### REQUEST
Rewrite all the records so that every "Emitted" becomes "Output", and leave everything else as it is.

### SOURCE MATERIAL
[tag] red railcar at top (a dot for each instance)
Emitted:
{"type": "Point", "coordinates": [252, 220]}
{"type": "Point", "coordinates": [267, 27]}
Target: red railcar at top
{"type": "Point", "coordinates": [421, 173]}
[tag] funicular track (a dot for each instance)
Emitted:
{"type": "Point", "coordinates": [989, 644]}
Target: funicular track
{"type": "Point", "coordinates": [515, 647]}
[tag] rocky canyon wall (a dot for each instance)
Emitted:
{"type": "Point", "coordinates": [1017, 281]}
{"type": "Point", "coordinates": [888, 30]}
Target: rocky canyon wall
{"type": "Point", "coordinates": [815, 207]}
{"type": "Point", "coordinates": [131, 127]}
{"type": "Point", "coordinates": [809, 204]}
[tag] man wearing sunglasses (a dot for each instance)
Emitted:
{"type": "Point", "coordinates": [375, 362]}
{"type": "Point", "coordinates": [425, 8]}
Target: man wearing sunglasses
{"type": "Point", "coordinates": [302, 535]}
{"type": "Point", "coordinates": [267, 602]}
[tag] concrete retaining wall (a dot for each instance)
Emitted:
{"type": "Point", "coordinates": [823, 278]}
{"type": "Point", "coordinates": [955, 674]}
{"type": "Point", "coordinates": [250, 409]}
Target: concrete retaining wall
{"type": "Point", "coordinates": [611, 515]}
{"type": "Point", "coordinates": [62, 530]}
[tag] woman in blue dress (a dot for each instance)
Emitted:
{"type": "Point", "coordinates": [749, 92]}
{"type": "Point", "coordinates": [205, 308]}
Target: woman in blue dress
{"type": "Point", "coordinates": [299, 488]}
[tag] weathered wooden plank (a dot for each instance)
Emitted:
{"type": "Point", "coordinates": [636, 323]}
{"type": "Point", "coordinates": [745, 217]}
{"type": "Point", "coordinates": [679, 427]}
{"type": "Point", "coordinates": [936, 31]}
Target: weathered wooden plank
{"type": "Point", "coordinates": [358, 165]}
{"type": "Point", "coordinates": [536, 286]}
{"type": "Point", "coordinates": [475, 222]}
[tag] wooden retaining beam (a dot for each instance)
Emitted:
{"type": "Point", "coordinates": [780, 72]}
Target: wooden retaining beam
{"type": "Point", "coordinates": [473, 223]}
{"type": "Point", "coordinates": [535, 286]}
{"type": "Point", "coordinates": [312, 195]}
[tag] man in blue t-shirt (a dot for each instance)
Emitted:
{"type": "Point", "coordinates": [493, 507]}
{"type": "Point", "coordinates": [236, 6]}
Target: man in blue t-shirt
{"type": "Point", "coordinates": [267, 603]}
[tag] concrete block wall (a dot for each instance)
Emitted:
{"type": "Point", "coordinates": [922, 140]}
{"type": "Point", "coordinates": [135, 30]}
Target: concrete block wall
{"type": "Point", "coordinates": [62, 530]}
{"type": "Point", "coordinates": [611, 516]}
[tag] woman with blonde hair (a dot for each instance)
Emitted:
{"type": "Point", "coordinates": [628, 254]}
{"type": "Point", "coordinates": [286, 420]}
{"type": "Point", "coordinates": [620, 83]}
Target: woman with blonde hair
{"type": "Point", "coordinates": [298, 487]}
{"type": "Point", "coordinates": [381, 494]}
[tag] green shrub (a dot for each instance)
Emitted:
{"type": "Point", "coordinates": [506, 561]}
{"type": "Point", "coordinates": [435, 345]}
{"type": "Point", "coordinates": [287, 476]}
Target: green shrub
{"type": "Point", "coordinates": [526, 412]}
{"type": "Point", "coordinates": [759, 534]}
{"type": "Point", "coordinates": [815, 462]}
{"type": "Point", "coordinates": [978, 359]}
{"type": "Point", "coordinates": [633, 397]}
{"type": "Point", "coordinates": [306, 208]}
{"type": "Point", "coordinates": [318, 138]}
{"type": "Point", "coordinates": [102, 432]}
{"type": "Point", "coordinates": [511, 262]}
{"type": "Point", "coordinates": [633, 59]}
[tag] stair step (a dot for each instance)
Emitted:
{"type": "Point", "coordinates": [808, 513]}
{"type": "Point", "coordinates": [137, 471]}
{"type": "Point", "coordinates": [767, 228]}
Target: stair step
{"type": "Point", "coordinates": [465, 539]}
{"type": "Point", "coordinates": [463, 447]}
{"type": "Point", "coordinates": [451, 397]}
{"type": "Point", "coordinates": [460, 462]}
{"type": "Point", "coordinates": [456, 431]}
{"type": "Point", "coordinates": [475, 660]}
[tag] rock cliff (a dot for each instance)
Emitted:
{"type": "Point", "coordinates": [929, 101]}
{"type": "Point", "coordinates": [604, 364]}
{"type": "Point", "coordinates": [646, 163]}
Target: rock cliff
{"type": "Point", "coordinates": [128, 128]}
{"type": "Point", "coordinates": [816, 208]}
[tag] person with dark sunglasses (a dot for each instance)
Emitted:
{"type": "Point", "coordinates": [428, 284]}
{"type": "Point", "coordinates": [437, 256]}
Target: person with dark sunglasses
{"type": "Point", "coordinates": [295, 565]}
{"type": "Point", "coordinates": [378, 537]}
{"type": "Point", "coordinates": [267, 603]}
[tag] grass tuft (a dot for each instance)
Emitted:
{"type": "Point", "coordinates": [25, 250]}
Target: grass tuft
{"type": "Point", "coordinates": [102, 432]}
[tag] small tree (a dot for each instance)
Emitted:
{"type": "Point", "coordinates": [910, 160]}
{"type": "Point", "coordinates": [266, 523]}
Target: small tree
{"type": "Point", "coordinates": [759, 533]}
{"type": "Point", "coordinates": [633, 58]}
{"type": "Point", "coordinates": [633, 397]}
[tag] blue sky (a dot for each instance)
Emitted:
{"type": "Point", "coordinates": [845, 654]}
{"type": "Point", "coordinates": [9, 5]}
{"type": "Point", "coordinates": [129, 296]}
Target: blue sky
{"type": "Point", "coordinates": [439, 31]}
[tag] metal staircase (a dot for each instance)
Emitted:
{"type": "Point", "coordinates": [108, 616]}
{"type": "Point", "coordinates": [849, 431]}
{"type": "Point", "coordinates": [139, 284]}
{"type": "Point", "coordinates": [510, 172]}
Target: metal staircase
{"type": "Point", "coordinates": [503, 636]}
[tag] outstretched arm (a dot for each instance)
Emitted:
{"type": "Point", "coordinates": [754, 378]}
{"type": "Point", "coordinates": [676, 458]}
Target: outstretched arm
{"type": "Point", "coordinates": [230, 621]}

### SOLUTION
[tag] red railcar at top (a dot for each instance)
Output:
{"type": "Point", "coordinates": [252, 220]}
{"type": "Point", "coordinates": [267, 27]}
Target: red railcar at top
{"type": "Point", "coordinates": [421, 173]}
[tag] funicular track (a dot for each instance)
Output:
{"type": "Point", "coordinates": [989, 644]}
Target: funicular track
{"type": "Point", "coordinates": [515, 647]}
[tag] rocky canyon wall (a dot for each instance)
Output:
{"type": "Point", "coordinates": [1017, 281]}
{"type": "Point", "coordinates": [888, 30]}
Target: rocky canyon wall
{"type": "Point", "coordinates": [815, 207]}
{"type": "Point", "coordinates": [131, 127]}
{"type": "Point", "coordinates": [809, 204]}
[tag] man wearing sunglasses (a dot for each instance)
Output:
{"type": "Point", "coordinates": [375, 362]}
{"type": "Point", "coordinates": [425, 8]}
Target: man wearing sunglasses
{"type": "Point", "coordinates": [302, 535]}
{"type": "Point", "coordinates": [267, 602]}
[tag] concrete retaining wall (a dot for each instance)
Output:
{"type": "Point", "coordinates": [823, 278]}
{"type": "Point", "coordinates": [955, 674]}
{"type": "Point", "coordinates": [250, 409]}
Target: concrete retaining wall
{"type": "Point", "coordinates": [611, 515]}
{"type": "Point", "coordinates": [62, 530]}
[tag] woman in blue dress (a dot for each instance)
Output:
{"type": "Point", "coordinates": [749, 92]}
{"type": "Point", "coordinates": [205, 308]}
Target: woman in blue dress
{"type": "Point", "coordinates": [299, 488]}
[tag] weathered wooden plank (a dot for each instance)
Output:
{"type": "Point", "coordinates": [636, 323]}
{"type": "Point", "coordinates": [745, 217]}
{"type": "Point", "coordinates": [679, 427]}
{"type": "Point", "coordinates": [936, 31]}
Target: weathered wooden plank
{"type": "Point", "coordinates": [358, 165]}
{"type": "Point", "coordinates": [536, 286]}
{"type": "Point", "coordinates": [475, 222]}
[tag] wooden retaining beam (a dot for each instance)
Output:
{"type": "Point", "coordinates": [780, 72]}
Target: wooden retaining beam
{"type": "Point", "coordinates": [473, 223]}
{"type": "Point", "coordinates": [535, 286]}
{"type": "Point", "coordinates": [312, 195]}
[tag] man in blue t-shirt (a dot for each instance)
Output:
{"type": "Point", "coordinates": [493, 507]}
{"type": "Point", "coordinates": [236, 6]}
Target: man in blue t-shirt
{"type": "Point", "coordinates": [267, 603]}
[tag] concrete block wall (a dot for each instance)
Output:
{"type": "Point", "coordinates": [922, 140]}
{"type": "Point", "coordinates": [135, 30]}
Target: concrete block wall
{"type": "Point", "coordinates": [62, 530]}
{"type": "Point", "coordinates": [611, 516]}
[tag] woman with blonde hair (a dot for each instance)
Output:
{"type": "Point", "coordinates": [628, 254]}
{"type": "Point", "coordinates": [286, 420]}
{"type": "Point", "coordinates": [620, 83]}
Target: woman with blonde hair
{"type": "Point", "coordinates": [298, 487]}
{"type": "Point", "coordinates": [381, 494]}
[tag] green shrub (a dot for each instance)
Output:
{"type": "Point", "coordinates": [506, 561]}
{"type": "Point", "coordinates": [435, 345]}
{"type": "Point", "coordinates": [287, 476]}
Target: green shrub
{"type": "Point", "coordinates": [526, 412]}
{"type": "Point", "coordinates": [759, 534]}
{"type": "Point", "coordinates": [815, 462]}
{"type": "Point", "coordinates": [978, 359]}
{"type": "Point", "coordinates": [633, 397]}
{"type": "Point", "coordinates": [306, 208]}
{"type": "Point", "coordinates": [318, 138]}
{"type": "Point", "coordinates": [102, 432]}
{"type": "Point", "coordinates": [511, 262]}
{"type": "Point", "coordinates": [633, 59]}
[tag] stair step (a dot for each instance)
Output:
{"type": "Point", "coordinates": [808, 513]}
{"type": "Point", "coordinates": [137, 471]}
{"type": "Point", "coordinates": [767, 228]}
Target: stair step
{"type": "Point", "coordinates": [465, 539]}
{"type": "Point", "coordinates": [463, 447]}
{"type": "Point", "coordinates": [451, 397]}
{"type": "Point", "coordinates": [460, 462]}
{"type": "Point", "coordinates": [456, 431]}
{"type": "Point", "coordinates": [475, 660]}
[tag] rock cliff (a dot for each instance)
Output:
{"type": "Point", "coordinates": [929, 101]}
{"type": "Point", "coordinates": [604, 364]}
{"type": "Point", "coordinates": [646, 163]}
Target: rock cliff
{"type": "Point", "coordinates": [128, 128]}
{"type": "Point", "coordinates": [816, 208]}
[tag] person with dark sunglasses (a dot for each instance)
Output:
{"type": "Point", "coordinates": [428, 284]}
{"type": "Point", "coordinates": [437, 256]}
Target: person with dark sunglasses
{"type": "Point", "coordinates": [295, 565]}
{"type": "Point", "coordinates": [378, 537]}
{"type": "Point", "coordinates": [267, 603]}
[tag] grass tuft (a dot for each instance)
Output:
{"type": "Point", "coordinates": [25, 250]}
Target: grass tuft
{"type": "Point", "coordinates": [102, 432]}
[tag] small tree (a dot for each instance)
Output:
{"type": "Point", "coordinates": [910, 160]}
{"type": "Point", "coordinates": [266, 523]}
Target: small tree
{"type": "Point", "coordinates": [759, 533]}
{"type": "Point", "coordinates": [633, 58]}
{"type": "Point", "coordinates": [633, 397]}
[tag] blue sky (a dot for each instance)
Output:
{"type": "Point", "coordinates": [845, 654]}
{"type": "Point", "coordinates": [9, 5]}
{"type": "Point", "coordinates": [129, 296]}
Target: blue sky
{"type": "Point", "coordinates": [439, 31]}
[tag] metal staircase (a dot for each instance)
Output:
{"type": "Point", "coordinates": [108, 616]}
{"type": "Point", "coordinates": [849, 431]}
{"type": "Point", "coordinates": [139, 284]}
{"type": "Point", "coordinates": [510, 172]}
Target: metal staircase
{"type": "Point", "coordinates": [503, 636]}
[tag] outstretched arm (a dot for each instance)
Output:
{"type": "Point", "coordinates": [754, 378]}
{"type": "Point", "coordinates": [676, 458]}
Target: outstretched arm
{"type": "Point", "coordinates": [230, 621]}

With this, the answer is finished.